EXERCISE INSTRUCTIONS => Each entry needs to be reproduced exactly as it is.

MATERIAL FOR THIS EXERCISE =>
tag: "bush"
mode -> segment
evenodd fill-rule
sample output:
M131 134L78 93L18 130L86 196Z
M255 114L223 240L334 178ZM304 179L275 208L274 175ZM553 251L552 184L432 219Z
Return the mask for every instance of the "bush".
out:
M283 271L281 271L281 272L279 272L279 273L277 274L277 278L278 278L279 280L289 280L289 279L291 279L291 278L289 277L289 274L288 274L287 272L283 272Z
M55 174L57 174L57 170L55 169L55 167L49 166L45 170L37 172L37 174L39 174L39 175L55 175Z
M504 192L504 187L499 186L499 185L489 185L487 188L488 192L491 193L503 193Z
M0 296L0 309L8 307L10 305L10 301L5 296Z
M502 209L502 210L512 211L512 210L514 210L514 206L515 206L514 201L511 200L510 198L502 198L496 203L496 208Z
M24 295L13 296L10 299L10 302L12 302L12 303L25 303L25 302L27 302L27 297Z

TASK SOLUTION =>
tag: "bush"
mode -> segment
evenodd fill-rule
sample output:
M131 134L78 93L18 130L86 196Z
M255 114L223 240L334 178ZM304 179L275 208L274 175ZM553 251L552 184L432 219Z
Return the mask for every instance of the "bush".
out:
M283 271L281 271L281 272L279 272L279 273L277 274L277 278L278 278L279 280L289 280L289 279L291 279L291 278L289 277L289 274L288 274L287 272L283 272Z
M55 174L57 174L57 170L55 169L55 167L49 166L45 170L37 172L37 174L39 174L39 175L55 175Z
M504 192L504 187L499 186L499 185L489 185L487 188L488 192L491 193L503 193Z
M0 296L0 309L8 307L10 305L10 301L5 296Z
M502 209L502 210L512 211L512 210L514 210L514 206L515 206L514 201L511 200L510 198L502 198L496 203L496 208Z
M24 295L13 296L10 299L10 302L12 302L12 303L25 303L25 302L27 302L27 297Z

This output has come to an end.